Rewrite the rows below with every "every instance" changed to "each instance" and nothing else altered.

※

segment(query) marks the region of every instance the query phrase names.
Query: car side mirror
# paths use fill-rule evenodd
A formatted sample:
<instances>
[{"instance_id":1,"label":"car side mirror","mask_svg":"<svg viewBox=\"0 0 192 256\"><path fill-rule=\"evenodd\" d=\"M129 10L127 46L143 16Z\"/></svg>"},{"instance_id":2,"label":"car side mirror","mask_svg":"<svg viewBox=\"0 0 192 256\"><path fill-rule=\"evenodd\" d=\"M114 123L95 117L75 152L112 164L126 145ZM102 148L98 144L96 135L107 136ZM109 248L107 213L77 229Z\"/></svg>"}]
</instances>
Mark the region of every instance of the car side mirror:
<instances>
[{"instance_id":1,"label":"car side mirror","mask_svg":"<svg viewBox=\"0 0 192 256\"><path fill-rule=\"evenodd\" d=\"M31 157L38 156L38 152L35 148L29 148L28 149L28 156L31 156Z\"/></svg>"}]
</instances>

※

Full output:
segment(query) marks the region of each instance the query phrase names.
Query: car side mirror
# paths use fill-rule evenodd
A formatted sample:
<instances>
[{"instance_id":1,"label":"car side mirror","mask_svg":"<svg viewBox=\"0 0 192 256\"><path fill-rule=\"evenodd\" d=\"M129 10L127 46L143 16Z\"/></svg>"},{"instance_id":2,"label":"car side mirror","mask_svg":"<svg viewBox=\"0 0 192 256\"><path fill-rule=\"evenodd\" d=\"M114 123L95 117L75 152L112 164L126 145ZM102 148L98 144L96 135L107 136ZM109 248L107 213L77 229Z\"/></svg>"}]
</instances>
Mark the region of each instance of the car side mirror:
<instances>
[{"instance_id":1,"label":"car side mirror","mask_svg":"<svg viewBox=\"0 0 192 256\"><path fill-rule=\"evenodd\" d=\"M31 157L38 156L38 152L35 148L29 148L28 149L28 156L31 156Z\"/></svg>"}]
</instances>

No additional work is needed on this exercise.